#### Input data ####

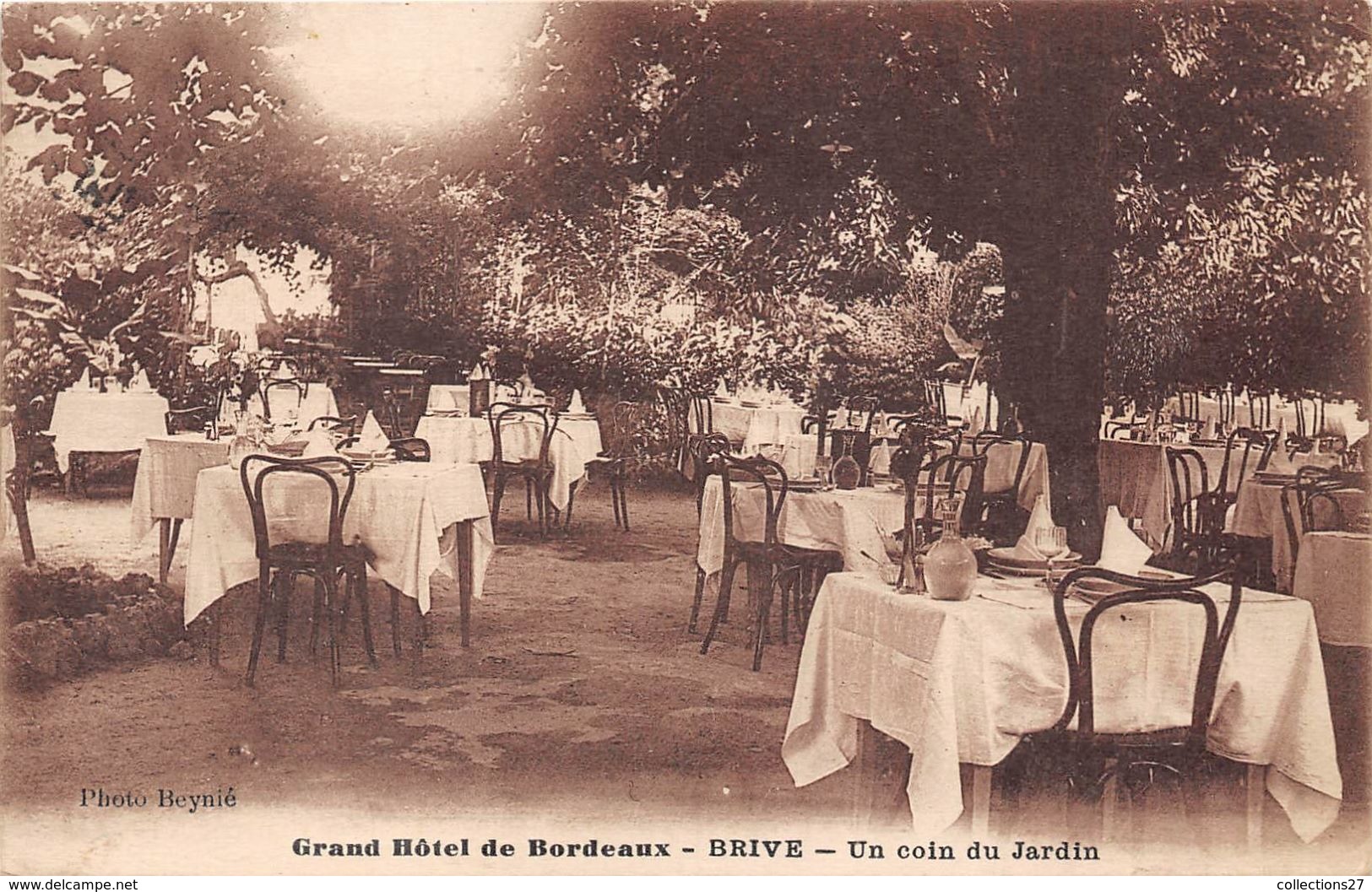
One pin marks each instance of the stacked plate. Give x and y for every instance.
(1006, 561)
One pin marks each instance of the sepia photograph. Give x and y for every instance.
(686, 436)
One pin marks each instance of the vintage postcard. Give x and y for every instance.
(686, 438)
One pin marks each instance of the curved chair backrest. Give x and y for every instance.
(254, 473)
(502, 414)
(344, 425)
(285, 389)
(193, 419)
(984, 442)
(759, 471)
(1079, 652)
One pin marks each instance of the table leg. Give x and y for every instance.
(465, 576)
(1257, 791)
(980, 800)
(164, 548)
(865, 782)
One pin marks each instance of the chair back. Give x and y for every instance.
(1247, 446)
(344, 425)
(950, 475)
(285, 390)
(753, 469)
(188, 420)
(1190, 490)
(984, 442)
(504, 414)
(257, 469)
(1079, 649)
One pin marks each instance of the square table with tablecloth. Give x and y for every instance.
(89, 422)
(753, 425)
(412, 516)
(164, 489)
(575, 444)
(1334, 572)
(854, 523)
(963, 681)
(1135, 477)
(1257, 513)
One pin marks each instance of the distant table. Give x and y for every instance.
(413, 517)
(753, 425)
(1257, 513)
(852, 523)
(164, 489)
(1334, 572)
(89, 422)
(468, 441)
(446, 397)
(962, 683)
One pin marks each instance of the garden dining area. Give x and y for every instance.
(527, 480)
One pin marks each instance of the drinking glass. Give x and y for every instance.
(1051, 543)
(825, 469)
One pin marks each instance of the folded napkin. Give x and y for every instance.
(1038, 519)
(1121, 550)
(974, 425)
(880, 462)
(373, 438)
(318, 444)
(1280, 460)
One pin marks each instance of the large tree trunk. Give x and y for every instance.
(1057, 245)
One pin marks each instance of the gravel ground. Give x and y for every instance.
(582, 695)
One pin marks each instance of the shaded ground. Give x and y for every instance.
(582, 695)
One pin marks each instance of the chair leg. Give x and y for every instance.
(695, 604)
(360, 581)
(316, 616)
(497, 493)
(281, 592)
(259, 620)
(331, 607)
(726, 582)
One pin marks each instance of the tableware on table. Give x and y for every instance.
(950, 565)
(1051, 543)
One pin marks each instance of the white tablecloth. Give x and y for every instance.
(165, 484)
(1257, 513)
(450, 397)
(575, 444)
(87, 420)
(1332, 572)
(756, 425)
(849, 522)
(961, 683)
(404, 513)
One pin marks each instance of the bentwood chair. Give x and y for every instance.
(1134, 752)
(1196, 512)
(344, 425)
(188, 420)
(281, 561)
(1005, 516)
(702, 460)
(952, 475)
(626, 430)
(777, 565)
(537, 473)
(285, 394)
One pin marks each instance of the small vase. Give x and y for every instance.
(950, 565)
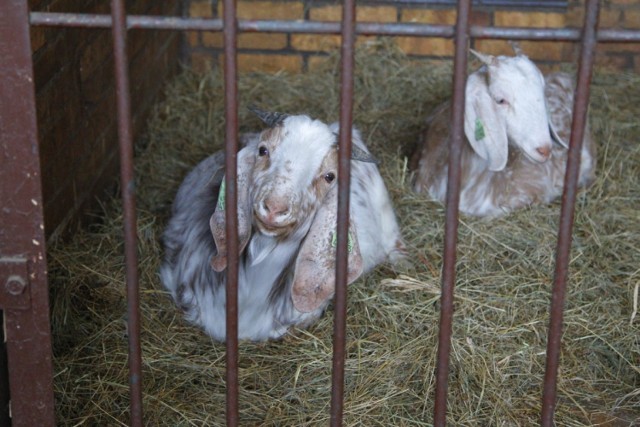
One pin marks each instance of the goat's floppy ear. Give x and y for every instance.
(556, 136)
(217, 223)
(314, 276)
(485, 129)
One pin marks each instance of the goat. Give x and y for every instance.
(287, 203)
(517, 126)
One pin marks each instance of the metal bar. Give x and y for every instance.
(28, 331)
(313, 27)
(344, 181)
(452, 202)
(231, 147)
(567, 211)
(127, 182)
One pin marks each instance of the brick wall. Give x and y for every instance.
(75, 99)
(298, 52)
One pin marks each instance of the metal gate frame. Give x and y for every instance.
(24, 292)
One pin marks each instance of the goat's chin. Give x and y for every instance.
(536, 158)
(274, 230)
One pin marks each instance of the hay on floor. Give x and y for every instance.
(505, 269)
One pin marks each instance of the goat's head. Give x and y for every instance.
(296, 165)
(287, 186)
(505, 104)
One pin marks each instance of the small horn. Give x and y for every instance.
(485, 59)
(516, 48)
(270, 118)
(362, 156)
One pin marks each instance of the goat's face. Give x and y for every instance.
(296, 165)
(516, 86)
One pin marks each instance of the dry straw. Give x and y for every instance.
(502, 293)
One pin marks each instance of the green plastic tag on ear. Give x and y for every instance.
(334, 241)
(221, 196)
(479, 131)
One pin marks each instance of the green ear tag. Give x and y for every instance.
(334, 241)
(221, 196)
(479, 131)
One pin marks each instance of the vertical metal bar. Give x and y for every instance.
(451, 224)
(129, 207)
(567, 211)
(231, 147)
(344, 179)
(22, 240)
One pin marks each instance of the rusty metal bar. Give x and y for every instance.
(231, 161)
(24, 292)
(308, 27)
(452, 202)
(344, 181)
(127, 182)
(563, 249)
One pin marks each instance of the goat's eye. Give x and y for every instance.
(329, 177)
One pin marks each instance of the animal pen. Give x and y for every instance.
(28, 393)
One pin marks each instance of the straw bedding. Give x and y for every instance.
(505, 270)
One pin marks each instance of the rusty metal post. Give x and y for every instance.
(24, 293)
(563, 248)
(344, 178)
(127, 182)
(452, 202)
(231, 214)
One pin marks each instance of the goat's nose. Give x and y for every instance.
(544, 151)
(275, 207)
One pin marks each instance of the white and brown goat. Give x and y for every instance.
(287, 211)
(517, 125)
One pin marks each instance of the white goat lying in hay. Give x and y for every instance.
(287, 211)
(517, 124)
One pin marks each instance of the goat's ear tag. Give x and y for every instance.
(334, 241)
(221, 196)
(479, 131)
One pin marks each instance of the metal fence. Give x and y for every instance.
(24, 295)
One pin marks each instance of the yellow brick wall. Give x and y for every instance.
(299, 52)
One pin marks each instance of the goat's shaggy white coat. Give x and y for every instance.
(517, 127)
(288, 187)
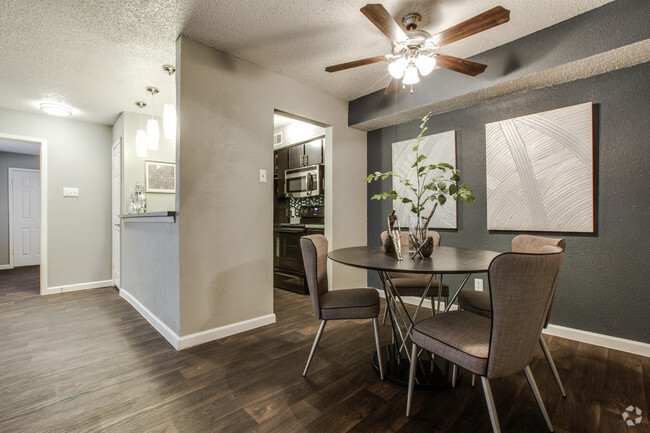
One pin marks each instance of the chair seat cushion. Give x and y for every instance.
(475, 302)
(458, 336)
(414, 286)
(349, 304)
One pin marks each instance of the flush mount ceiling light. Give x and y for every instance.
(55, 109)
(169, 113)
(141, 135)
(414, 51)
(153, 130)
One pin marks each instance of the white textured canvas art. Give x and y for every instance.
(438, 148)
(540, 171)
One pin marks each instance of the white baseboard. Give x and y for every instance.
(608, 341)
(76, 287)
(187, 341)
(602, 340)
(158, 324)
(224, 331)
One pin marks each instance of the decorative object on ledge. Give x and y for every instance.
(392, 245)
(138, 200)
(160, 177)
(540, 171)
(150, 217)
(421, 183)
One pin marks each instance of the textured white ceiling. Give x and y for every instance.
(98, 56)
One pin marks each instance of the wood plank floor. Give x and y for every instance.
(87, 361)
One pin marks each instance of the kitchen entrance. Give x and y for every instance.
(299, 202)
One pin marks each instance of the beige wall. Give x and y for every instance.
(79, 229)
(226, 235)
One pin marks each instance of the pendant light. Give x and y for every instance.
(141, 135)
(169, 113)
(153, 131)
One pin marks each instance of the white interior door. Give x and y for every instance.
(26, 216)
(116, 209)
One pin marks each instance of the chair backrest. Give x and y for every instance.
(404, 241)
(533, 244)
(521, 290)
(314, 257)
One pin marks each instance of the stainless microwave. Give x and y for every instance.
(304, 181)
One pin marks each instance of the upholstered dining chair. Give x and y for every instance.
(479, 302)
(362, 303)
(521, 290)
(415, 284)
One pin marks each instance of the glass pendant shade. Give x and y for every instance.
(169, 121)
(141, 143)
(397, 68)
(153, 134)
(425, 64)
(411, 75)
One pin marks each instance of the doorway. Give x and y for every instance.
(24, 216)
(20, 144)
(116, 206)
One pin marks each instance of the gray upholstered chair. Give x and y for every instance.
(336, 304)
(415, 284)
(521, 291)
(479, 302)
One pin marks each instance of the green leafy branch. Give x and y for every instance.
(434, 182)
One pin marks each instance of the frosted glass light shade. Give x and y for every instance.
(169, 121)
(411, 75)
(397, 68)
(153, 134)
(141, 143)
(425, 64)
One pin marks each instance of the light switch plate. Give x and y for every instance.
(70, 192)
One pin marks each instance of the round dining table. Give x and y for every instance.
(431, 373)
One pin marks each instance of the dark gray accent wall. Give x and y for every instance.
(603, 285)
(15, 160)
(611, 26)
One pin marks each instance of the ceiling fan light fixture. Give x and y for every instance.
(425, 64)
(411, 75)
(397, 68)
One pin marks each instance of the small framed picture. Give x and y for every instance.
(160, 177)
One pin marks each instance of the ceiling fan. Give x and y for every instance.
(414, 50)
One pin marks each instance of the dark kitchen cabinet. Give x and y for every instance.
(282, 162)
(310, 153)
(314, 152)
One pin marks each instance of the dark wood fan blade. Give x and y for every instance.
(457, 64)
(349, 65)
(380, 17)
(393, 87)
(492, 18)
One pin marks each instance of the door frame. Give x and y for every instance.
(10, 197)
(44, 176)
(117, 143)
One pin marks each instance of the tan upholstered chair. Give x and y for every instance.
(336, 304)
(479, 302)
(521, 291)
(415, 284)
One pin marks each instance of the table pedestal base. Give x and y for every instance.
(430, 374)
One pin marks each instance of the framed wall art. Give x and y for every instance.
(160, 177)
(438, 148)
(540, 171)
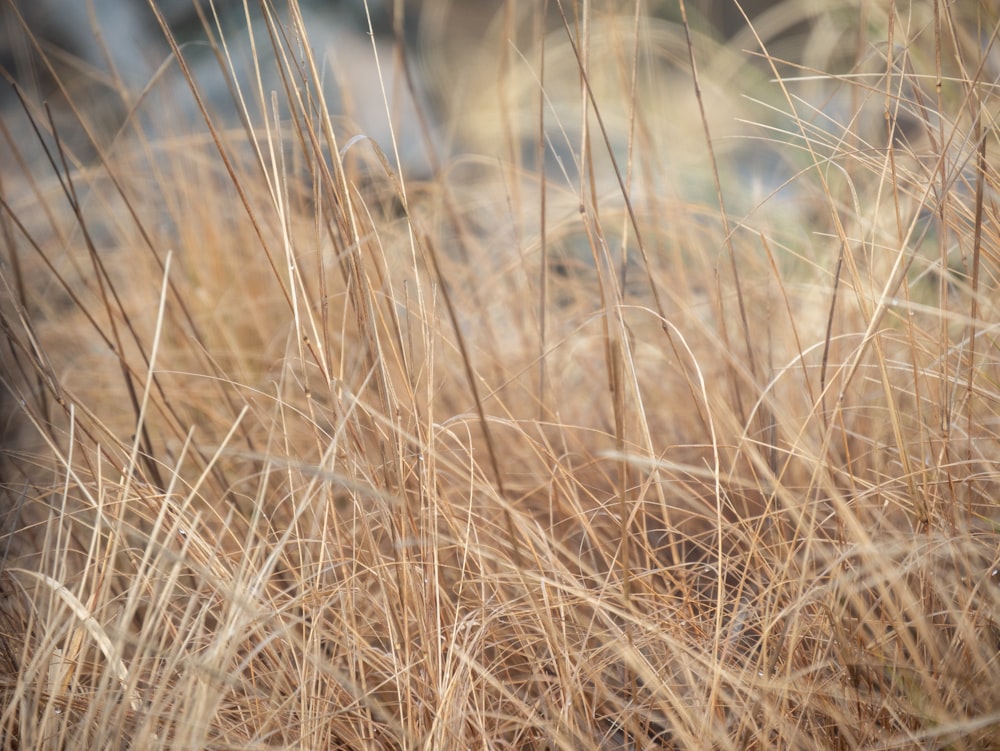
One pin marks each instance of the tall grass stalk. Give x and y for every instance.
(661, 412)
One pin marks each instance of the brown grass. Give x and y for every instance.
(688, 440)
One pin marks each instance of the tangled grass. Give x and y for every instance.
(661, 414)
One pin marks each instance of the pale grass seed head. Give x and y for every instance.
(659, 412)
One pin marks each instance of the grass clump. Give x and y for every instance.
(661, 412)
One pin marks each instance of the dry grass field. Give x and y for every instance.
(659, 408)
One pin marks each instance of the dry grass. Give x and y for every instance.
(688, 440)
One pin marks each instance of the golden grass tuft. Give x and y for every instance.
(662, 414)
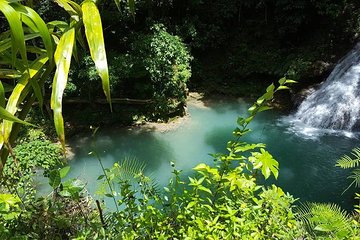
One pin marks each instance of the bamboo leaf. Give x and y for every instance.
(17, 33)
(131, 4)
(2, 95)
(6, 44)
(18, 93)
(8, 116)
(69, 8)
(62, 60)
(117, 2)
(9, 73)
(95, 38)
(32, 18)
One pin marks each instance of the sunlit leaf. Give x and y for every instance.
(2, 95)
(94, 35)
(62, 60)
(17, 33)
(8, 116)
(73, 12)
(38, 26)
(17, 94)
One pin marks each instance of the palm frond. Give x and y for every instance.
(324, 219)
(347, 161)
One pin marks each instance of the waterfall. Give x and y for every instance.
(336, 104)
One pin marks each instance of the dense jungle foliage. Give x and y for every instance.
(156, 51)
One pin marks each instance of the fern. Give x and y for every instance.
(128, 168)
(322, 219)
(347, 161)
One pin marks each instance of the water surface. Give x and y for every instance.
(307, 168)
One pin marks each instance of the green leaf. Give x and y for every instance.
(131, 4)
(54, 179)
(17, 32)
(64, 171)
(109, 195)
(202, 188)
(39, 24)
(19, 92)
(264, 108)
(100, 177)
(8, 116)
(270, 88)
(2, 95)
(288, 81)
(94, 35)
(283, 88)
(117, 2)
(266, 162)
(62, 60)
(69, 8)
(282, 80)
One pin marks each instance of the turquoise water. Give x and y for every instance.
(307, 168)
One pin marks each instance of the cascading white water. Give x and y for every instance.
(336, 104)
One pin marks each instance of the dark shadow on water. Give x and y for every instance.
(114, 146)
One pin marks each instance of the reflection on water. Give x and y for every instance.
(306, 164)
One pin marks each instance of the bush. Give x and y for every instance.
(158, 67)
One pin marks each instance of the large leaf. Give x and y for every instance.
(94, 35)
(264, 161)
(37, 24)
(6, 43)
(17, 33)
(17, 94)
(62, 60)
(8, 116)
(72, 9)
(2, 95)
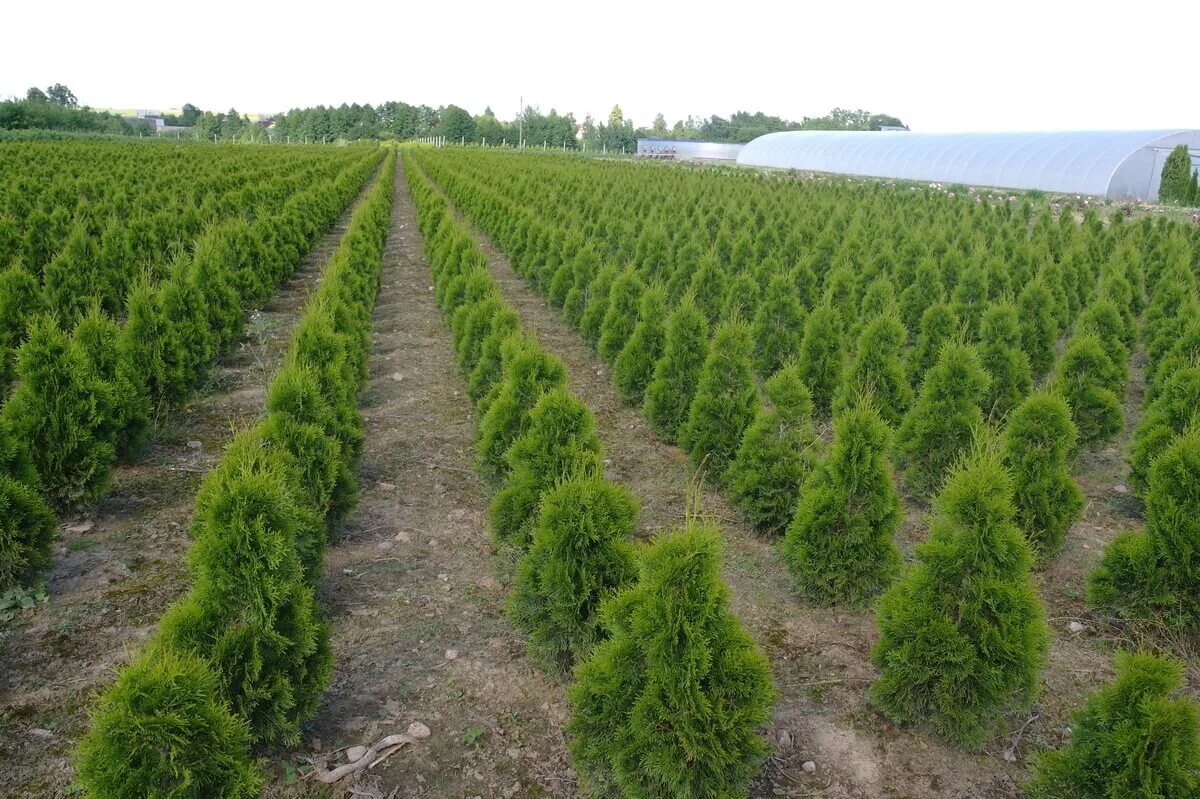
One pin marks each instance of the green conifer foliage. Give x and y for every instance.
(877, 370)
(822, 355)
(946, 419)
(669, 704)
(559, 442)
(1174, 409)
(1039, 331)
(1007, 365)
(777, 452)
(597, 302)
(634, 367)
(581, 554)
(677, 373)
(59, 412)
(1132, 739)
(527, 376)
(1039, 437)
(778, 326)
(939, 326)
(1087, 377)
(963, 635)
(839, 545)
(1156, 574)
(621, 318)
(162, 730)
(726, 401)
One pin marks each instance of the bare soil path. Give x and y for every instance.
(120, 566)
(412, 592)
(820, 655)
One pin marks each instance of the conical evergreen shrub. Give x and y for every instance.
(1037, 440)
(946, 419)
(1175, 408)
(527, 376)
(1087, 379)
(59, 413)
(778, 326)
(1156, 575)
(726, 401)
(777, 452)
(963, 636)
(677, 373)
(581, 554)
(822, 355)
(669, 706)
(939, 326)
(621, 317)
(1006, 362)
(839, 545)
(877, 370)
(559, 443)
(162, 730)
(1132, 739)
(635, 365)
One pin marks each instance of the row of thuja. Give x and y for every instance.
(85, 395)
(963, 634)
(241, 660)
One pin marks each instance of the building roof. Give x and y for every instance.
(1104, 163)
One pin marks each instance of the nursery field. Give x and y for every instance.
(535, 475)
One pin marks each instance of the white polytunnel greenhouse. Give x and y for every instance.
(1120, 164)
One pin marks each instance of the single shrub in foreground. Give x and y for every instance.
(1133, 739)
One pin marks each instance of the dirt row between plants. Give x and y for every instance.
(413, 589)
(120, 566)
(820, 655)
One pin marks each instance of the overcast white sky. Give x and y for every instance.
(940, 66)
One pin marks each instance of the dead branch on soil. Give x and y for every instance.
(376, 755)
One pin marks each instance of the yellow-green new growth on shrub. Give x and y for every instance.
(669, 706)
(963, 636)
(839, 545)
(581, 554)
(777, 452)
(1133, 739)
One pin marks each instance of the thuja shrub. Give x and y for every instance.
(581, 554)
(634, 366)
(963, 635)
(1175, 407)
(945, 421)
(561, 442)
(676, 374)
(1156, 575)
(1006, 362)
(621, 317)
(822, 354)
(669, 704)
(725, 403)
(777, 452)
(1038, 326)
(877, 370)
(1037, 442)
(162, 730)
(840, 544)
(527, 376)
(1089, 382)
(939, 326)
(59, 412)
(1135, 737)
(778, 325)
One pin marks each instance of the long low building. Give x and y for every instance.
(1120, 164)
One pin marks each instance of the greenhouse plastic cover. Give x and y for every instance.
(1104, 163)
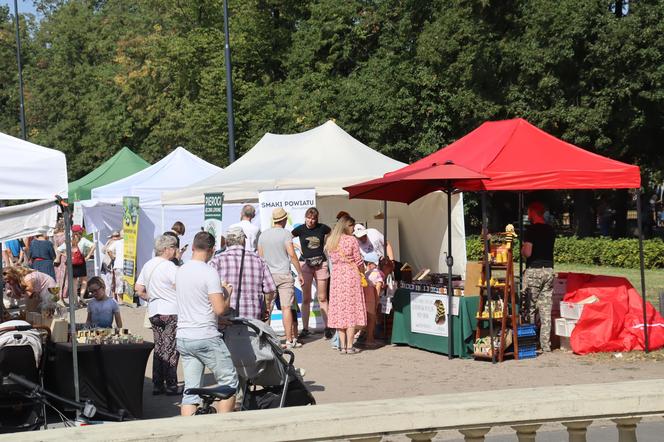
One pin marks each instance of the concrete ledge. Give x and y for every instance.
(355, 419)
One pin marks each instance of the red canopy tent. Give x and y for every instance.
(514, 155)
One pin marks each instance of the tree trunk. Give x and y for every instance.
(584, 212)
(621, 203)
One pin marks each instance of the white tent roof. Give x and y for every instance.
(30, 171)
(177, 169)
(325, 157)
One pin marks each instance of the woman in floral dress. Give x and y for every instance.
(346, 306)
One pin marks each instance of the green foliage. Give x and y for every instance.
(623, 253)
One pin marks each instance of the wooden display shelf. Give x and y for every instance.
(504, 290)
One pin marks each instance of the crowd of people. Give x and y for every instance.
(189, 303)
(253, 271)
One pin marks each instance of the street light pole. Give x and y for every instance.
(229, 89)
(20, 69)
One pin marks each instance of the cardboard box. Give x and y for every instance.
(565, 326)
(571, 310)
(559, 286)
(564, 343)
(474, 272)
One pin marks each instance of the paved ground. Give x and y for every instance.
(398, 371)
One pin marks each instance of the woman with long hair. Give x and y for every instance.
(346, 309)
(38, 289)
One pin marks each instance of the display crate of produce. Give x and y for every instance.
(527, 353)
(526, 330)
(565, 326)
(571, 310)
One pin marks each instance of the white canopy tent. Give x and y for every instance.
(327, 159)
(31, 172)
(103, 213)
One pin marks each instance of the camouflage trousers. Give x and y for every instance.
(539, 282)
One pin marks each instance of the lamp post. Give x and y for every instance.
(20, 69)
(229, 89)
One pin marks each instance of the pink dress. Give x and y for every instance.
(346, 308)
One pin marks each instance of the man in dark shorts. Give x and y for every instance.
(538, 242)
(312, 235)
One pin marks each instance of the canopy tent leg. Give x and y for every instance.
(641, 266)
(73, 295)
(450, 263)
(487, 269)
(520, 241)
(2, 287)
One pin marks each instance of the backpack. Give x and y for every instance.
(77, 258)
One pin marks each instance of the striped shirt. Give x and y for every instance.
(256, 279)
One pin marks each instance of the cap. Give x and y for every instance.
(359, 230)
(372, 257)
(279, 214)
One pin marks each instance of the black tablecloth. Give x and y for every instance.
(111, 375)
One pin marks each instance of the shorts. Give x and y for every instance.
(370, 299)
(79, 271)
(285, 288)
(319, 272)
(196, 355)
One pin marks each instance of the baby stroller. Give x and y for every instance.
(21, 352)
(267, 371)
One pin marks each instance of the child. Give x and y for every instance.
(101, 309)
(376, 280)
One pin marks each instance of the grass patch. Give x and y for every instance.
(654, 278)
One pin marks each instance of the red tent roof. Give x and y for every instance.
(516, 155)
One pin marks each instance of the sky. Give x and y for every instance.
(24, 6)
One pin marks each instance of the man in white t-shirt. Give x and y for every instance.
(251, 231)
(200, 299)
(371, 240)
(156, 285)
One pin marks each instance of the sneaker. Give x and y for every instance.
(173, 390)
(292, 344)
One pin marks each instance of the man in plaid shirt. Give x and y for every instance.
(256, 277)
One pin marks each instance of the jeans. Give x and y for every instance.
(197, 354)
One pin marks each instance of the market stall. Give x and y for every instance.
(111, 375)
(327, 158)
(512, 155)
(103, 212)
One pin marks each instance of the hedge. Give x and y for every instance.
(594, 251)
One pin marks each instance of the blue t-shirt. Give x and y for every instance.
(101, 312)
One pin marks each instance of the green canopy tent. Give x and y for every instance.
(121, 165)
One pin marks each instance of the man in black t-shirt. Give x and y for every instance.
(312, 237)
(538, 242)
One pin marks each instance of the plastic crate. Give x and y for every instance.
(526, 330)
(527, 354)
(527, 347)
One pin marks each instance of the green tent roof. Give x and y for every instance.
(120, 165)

####

Lay out the rows as a Markdown table with the columns Number and Line, starting at the beginning of the rows and ending at the line that contains "(1079, 652)", with both ends included. Leave out blank lines and the pictures.

| Number | Line |
|---|---|
| 1 | One pin marks each instance of the stacked plate. Give x and y for every instance. |
| 2 | (1006, 561) |
| 3 | One pin marks each instance of the sepia photograph. Give x and y for every instance. |
| 4 | (686, 436) |
| 5 | One pin marks each instance of the vintage postcard. Give x and y for every instance. |
| 6 | (686, 438) |
| 7 | One pin marks each instance of the curved chair backrest. Give x and y for every instance. |
| 8 | (254, 473) |
| 9 | (502, 414) |
| 10 | (344, 425) |
| 11 | (285, 389) |
| 12 | (193, 419) |
| 13 | (984, 442) |
| 14 | (759, 471) |
| 15 | (1079, 652) |